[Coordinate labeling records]
━━━━━━━━━━━━━━━━
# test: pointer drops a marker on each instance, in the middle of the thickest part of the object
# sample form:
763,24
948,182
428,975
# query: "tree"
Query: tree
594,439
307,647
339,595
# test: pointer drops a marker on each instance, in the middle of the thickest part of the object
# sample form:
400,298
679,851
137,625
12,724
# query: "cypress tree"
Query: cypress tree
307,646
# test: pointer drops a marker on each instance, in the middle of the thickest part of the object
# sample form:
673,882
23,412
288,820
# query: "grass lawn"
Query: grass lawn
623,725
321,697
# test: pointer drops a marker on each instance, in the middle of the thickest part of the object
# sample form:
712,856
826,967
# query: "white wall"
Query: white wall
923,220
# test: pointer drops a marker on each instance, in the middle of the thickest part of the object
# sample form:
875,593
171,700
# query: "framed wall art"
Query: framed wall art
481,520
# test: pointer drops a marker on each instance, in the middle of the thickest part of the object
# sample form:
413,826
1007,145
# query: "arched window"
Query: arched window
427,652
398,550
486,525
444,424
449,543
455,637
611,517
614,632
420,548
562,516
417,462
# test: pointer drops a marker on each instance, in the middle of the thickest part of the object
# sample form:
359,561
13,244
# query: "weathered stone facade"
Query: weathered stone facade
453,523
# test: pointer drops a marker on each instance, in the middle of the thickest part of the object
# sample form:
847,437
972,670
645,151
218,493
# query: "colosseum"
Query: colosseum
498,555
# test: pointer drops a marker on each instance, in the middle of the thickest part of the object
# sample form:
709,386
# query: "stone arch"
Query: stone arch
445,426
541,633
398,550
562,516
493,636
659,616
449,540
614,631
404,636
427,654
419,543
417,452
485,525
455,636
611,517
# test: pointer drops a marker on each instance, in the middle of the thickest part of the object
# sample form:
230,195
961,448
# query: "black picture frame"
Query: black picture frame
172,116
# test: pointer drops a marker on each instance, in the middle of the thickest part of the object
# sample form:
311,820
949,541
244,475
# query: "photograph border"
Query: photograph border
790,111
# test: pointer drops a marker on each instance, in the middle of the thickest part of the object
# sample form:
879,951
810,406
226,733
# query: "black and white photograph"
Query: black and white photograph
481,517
━━━━━━━━━━━━━━━━
**WORK TO BE COMPLETED**
Report every line of the records that contains the string "framed", copying each line in full. Only matches with the same capitalization count.

**REPLY TO THE EXERCISE**
# query: "framed wall art"
Query: framed wall art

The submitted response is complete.